_Provided data_.
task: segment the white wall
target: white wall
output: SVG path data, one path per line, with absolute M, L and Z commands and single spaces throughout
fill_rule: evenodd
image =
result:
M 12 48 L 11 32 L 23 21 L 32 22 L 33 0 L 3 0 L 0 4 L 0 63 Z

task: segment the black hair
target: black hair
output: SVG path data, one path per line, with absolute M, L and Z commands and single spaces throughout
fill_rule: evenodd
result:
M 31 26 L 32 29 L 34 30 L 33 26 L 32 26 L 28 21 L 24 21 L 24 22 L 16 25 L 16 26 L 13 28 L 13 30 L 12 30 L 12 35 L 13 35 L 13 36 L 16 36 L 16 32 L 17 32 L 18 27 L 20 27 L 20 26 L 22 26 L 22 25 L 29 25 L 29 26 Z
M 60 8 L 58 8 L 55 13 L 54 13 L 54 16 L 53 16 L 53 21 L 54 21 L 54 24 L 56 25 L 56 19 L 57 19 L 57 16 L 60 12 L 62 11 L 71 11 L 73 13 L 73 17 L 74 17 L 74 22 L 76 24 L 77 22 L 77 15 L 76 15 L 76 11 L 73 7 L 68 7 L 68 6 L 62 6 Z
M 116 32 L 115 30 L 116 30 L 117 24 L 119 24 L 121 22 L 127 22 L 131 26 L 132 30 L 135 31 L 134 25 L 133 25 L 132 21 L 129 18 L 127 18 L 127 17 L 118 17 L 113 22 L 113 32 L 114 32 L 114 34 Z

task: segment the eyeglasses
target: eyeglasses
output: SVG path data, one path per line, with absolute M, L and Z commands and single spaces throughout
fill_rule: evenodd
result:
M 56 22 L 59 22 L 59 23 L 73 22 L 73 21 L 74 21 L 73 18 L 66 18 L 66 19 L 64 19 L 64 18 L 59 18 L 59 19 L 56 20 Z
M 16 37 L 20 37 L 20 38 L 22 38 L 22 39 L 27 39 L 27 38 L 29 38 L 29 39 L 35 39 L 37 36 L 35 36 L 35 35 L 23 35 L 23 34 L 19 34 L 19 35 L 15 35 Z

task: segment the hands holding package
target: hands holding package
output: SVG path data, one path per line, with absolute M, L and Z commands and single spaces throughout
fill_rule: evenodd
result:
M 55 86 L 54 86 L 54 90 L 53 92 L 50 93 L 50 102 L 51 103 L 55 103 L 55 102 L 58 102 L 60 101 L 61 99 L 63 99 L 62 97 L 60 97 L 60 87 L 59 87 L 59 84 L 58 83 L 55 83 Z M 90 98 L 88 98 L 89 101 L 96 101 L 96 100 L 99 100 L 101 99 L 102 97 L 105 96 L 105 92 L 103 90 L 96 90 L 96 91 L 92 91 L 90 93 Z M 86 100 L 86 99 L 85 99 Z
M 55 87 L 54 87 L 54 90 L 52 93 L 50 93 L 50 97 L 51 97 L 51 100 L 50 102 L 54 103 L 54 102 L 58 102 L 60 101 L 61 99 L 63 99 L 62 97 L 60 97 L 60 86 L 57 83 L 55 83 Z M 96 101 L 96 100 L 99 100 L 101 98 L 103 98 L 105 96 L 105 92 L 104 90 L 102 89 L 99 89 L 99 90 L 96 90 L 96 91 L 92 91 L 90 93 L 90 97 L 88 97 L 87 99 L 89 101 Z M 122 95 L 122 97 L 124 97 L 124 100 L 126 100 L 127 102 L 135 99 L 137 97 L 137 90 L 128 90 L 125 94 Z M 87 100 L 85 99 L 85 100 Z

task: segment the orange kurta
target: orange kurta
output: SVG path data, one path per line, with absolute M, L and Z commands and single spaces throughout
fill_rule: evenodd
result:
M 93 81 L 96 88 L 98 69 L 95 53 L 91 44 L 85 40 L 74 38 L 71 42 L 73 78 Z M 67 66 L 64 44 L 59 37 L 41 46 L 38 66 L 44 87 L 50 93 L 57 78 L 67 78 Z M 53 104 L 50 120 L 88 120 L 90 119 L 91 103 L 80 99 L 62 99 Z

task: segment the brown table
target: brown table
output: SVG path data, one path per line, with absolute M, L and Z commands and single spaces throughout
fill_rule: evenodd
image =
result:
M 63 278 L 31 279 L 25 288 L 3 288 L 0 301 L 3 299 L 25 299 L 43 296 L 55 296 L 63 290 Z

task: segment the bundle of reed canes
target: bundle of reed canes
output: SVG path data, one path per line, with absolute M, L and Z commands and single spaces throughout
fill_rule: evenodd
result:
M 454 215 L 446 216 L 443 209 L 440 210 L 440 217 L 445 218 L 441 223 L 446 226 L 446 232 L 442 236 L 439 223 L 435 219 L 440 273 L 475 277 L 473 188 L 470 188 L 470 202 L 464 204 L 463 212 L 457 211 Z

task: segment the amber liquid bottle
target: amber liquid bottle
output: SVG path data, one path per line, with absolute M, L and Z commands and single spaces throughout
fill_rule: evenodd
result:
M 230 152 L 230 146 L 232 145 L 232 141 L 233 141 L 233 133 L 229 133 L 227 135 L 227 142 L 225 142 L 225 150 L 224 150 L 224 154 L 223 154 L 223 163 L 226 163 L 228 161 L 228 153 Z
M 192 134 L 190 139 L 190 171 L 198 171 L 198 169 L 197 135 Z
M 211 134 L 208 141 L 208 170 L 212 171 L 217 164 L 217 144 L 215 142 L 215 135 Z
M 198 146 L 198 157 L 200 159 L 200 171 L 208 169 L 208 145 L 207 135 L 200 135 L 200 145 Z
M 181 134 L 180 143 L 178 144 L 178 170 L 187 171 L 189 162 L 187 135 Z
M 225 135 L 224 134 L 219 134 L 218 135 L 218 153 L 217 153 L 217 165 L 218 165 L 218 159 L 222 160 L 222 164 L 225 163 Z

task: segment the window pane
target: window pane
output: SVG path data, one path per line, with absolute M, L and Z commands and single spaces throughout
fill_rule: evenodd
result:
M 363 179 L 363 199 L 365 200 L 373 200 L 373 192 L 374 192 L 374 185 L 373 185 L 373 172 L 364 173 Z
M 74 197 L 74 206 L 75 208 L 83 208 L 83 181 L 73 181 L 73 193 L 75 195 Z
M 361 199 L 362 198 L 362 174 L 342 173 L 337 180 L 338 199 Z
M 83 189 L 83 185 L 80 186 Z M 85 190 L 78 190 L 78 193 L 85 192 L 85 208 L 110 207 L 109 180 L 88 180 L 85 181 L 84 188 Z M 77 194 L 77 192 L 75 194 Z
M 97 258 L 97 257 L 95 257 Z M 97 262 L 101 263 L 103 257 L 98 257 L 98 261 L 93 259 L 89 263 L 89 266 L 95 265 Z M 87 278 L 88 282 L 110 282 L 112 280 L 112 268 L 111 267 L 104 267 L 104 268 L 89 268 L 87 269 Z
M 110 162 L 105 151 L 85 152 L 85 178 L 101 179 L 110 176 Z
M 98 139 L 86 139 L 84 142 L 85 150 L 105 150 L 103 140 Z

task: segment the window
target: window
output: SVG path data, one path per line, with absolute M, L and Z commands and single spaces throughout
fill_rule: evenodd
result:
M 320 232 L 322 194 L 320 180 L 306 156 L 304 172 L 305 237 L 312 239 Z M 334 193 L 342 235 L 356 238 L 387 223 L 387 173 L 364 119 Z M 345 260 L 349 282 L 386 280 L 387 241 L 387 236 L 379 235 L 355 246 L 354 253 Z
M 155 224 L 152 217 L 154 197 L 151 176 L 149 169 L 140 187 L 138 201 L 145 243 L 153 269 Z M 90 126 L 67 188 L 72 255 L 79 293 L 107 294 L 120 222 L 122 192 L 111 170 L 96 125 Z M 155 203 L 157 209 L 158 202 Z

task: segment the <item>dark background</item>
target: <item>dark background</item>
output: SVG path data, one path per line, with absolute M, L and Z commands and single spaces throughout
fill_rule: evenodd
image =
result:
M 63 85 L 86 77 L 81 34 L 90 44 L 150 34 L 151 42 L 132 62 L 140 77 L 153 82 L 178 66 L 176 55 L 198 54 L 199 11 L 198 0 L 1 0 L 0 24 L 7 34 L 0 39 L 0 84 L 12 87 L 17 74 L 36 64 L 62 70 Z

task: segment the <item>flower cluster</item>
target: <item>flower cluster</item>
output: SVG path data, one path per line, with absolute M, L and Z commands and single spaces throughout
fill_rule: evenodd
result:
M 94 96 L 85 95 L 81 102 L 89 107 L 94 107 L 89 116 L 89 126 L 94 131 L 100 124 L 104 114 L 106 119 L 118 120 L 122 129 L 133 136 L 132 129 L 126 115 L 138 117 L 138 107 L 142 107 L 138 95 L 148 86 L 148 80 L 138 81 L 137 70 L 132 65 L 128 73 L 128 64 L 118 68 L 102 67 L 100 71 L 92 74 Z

---

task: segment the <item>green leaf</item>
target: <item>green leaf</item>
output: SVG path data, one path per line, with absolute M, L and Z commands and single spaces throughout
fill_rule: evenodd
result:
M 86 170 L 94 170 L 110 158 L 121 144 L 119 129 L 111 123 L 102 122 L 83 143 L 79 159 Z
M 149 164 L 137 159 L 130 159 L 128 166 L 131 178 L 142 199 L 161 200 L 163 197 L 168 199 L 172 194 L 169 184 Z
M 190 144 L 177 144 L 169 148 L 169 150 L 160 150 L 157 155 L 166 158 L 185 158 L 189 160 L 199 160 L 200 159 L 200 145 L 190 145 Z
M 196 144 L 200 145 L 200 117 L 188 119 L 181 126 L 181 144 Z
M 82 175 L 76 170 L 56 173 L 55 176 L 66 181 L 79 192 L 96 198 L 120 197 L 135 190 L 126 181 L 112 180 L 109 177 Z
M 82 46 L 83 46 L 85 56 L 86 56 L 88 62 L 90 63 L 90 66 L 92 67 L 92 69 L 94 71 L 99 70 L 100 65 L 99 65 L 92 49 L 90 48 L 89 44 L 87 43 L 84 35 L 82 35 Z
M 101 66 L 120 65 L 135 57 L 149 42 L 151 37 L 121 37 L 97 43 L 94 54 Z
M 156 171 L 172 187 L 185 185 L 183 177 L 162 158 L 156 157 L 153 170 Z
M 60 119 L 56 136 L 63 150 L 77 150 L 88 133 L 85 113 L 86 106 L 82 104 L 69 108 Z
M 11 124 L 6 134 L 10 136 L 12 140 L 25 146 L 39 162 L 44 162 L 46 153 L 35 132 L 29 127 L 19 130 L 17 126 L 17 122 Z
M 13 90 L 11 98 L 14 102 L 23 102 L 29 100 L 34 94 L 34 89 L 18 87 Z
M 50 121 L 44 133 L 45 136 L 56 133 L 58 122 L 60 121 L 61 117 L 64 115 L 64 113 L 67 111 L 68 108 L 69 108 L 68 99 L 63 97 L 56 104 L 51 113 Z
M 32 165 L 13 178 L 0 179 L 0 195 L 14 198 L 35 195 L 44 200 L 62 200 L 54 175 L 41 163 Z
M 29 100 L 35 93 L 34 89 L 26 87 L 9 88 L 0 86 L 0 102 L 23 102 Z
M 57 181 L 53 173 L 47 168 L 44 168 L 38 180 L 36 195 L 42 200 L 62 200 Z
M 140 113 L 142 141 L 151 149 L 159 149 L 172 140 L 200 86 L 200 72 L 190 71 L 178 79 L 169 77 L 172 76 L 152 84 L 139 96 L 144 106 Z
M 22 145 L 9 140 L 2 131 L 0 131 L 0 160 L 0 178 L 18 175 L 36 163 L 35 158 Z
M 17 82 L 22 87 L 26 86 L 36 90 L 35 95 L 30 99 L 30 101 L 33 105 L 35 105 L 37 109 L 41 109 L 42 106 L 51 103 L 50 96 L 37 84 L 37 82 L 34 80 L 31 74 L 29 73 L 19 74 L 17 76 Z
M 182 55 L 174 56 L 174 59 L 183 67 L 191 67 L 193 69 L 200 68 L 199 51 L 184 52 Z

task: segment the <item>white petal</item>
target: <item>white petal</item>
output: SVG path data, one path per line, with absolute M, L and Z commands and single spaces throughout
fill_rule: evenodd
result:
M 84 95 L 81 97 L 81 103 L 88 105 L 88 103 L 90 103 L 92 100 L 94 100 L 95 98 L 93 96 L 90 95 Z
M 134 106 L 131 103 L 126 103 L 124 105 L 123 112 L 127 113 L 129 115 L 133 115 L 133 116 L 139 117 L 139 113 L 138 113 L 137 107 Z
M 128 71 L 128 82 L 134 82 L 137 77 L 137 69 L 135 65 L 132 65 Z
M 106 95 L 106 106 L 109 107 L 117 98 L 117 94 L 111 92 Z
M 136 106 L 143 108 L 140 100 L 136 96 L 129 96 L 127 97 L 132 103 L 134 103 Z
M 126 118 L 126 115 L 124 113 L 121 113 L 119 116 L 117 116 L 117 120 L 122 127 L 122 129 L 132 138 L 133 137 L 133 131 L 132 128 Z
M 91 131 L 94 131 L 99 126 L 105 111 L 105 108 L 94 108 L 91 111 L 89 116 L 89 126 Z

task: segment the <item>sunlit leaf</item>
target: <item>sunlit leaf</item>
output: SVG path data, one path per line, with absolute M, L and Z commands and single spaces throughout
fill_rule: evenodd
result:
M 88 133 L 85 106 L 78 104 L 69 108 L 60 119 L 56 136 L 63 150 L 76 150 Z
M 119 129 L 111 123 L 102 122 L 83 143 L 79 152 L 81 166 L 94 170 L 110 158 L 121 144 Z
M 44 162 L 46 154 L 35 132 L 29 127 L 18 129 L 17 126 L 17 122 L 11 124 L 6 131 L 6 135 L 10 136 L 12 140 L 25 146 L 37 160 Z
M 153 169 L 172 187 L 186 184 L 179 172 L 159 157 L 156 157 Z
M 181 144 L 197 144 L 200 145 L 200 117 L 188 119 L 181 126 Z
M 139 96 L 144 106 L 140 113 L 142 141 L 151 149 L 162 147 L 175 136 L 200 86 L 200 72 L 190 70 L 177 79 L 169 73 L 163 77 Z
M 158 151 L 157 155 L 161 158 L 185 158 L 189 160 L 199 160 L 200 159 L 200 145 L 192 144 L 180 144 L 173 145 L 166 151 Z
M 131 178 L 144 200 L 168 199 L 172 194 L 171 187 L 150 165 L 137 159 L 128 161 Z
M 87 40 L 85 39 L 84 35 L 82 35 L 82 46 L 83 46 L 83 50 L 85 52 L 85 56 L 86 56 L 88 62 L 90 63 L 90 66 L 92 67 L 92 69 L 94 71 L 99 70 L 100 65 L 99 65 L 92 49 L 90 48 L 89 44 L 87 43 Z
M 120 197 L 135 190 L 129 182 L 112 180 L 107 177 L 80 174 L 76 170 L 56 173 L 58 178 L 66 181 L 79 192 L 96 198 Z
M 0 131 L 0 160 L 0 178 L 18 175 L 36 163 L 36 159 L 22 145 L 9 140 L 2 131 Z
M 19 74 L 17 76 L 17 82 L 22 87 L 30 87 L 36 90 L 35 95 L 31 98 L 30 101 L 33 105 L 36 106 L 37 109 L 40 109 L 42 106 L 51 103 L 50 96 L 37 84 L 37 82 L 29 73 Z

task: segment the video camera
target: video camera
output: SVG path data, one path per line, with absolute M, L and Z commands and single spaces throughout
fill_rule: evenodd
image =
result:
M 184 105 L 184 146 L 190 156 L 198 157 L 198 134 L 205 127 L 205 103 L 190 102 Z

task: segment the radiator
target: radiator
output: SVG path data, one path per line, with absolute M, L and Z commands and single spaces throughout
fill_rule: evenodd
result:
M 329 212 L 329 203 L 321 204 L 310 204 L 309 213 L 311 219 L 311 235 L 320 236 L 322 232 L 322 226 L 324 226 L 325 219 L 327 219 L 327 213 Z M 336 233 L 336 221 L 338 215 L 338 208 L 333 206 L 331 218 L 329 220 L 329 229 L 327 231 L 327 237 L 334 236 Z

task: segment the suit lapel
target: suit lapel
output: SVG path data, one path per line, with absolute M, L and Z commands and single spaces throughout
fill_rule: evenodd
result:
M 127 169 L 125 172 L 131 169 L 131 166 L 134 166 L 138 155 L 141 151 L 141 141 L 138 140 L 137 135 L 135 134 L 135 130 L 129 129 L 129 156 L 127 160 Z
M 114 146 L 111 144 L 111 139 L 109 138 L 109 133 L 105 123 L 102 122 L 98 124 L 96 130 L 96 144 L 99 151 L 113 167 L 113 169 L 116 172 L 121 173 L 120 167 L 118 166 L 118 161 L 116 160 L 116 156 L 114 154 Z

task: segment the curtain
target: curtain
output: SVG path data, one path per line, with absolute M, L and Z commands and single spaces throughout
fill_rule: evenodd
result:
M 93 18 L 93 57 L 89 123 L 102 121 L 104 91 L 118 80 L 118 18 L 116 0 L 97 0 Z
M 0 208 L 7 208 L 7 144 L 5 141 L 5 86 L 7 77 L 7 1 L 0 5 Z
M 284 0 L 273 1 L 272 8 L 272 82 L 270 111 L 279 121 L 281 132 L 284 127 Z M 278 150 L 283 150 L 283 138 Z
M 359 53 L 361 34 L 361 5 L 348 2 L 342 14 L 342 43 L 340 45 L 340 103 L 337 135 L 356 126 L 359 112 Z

...

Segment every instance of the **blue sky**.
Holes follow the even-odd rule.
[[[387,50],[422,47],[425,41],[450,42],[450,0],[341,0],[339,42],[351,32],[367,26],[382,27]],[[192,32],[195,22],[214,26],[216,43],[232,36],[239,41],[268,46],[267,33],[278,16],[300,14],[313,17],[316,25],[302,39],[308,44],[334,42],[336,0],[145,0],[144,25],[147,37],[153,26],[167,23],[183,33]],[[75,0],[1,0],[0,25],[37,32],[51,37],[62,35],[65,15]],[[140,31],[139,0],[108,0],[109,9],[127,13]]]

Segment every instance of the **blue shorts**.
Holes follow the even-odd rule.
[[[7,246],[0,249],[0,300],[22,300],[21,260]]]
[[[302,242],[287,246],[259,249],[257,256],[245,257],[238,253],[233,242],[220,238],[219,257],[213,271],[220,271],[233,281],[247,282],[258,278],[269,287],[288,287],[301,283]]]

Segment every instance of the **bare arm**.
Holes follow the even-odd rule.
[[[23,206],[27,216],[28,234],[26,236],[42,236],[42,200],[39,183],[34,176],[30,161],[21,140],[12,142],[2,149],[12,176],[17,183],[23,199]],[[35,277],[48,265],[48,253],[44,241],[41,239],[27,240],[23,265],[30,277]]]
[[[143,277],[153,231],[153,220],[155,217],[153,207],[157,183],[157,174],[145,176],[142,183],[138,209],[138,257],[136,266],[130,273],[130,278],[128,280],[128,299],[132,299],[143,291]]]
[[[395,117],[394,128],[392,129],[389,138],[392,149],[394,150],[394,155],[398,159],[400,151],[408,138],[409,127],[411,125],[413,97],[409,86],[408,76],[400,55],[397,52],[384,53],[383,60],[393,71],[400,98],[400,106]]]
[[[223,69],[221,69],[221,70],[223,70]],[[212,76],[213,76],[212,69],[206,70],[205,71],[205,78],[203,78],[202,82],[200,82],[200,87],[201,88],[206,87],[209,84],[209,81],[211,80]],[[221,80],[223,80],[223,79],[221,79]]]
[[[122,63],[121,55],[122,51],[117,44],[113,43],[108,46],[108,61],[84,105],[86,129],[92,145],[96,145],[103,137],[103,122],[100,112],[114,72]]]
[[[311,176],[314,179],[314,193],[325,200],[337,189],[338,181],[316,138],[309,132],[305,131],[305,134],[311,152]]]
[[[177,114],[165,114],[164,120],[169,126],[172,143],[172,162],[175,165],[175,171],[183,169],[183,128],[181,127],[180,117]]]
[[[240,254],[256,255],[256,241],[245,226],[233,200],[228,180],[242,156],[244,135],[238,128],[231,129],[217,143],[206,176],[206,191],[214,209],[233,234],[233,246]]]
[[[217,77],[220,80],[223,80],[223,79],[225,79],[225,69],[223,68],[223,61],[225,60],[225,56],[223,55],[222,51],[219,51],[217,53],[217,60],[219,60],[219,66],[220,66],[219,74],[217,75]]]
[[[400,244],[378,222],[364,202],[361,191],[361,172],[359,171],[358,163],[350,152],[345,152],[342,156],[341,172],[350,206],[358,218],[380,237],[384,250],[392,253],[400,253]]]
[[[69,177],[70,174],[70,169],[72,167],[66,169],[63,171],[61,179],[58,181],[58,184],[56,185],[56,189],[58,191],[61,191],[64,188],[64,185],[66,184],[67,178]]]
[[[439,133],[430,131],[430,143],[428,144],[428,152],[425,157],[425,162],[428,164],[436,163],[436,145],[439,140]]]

_The task_. Scan the data above. Return every line with "cluster" in it.

_Task output_.
task: segment the <item>flower cluster</item>
target: <item>flower cluster</item>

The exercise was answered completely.